Pull out every line below that contains the string "tree", and copy each one unchanged.

Image point annotation entries:
——
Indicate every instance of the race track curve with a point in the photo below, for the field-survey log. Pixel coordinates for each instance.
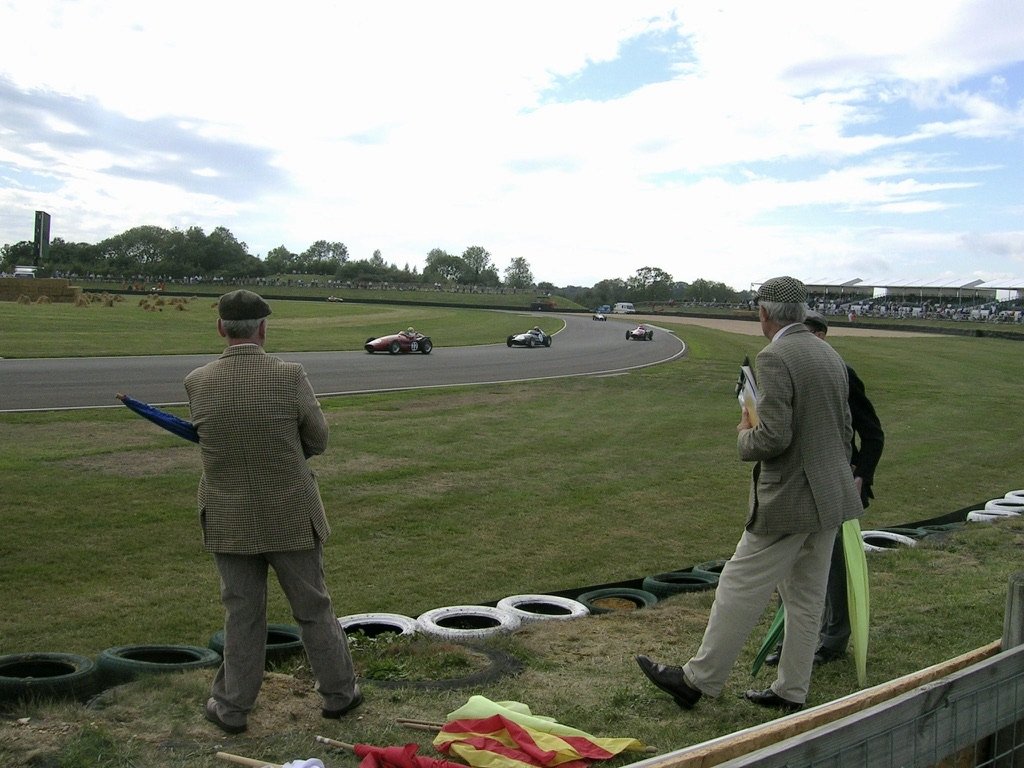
(584, 347)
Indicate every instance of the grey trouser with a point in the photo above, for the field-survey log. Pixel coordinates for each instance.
(243, 592)
(798, 565)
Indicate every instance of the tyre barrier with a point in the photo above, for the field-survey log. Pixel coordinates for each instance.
(915, 532)
(540, 607)
(125, 663)
(612, 599)
(883, 541)
(500, 664)
(30, 676)
(283, 642)
(462, 623)
(678, 582)
(945, 527)
(375, 625)
(1012, 506)
(712, 566)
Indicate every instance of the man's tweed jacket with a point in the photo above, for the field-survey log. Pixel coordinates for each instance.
(258, 421)
(802, 481)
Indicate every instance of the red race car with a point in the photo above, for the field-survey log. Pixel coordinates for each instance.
(409, 340)
(640, 333)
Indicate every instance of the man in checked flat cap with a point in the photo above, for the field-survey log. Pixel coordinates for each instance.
(260, 507)
(802, 491)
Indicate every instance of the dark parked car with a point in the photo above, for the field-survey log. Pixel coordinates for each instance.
(535, 337)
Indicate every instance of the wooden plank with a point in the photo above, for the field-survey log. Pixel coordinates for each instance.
(732, 745)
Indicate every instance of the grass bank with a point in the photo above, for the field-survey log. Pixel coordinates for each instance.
(469, 495)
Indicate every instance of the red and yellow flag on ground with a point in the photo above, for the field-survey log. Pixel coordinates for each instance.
(506, 734)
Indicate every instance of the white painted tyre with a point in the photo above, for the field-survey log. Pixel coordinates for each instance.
(983, 516)
(373, 625)
(540, 607)
(883, 541)
(1015, 506)
(461, 623)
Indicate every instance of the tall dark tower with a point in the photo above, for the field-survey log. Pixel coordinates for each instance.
(42, 238)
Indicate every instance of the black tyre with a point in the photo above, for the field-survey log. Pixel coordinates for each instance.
(541, 607)
(29, 676)
(501, 664)
(283, 642)
(375, 625)
(125, 663)
(613, 599)
(677, 582)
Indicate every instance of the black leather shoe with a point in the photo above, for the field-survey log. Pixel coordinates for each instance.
(827, 655)
(770, 698)
(338, 714)
(671, 680)
(211, 714)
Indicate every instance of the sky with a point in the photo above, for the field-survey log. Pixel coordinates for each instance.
(728, 141)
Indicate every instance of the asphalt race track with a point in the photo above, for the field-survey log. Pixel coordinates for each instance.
(584, 347)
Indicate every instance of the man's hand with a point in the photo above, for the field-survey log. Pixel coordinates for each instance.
(744, 420)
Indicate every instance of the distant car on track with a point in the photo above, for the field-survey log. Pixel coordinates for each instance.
(409, 340)
(535, 337)
(640, 333)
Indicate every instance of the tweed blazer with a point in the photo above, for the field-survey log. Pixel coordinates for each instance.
(802, 481)
(258, 421)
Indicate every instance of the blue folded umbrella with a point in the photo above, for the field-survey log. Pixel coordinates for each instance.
(170, 422)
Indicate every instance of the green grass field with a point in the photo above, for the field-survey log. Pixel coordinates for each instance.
(469, 495)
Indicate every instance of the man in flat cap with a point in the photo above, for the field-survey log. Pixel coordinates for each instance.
(866, 448)
(801, 492)
(260, 507)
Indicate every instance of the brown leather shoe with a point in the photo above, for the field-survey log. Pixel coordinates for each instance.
(671, 680)
(770, 698)
(338, 714)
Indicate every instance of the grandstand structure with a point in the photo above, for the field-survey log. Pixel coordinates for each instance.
(940, 292)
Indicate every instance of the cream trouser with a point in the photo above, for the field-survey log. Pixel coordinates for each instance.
(243, 592)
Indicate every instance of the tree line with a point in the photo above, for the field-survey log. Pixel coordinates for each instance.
(153, 253)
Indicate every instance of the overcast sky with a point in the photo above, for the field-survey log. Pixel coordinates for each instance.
(720, 140)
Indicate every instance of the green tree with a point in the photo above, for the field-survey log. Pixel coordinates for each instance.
(477, 262)
(650, 284)
(517, 273)
(322, 257)
(442, 267)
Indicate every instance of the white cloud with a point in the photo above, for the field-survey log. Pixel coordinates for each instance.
(871, 133)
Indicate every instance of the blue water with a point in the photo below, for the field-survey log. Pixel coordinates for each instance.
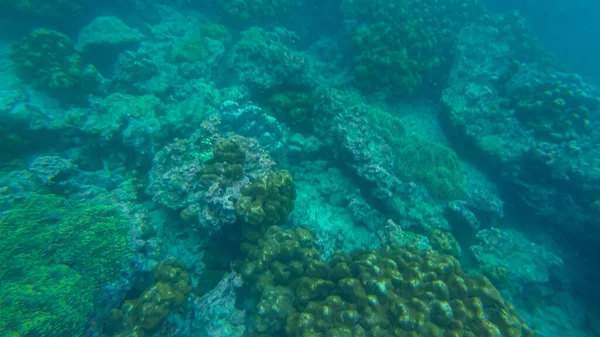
——
Exercise answer:
Indicate every instance of the tree line with a point in the photo above, for the field-survey log. Pixel coordinates for each instance.
Indicate every instance of the green tree with a point in the photo above, for the field-survey log. Pixel coordinates for each instance.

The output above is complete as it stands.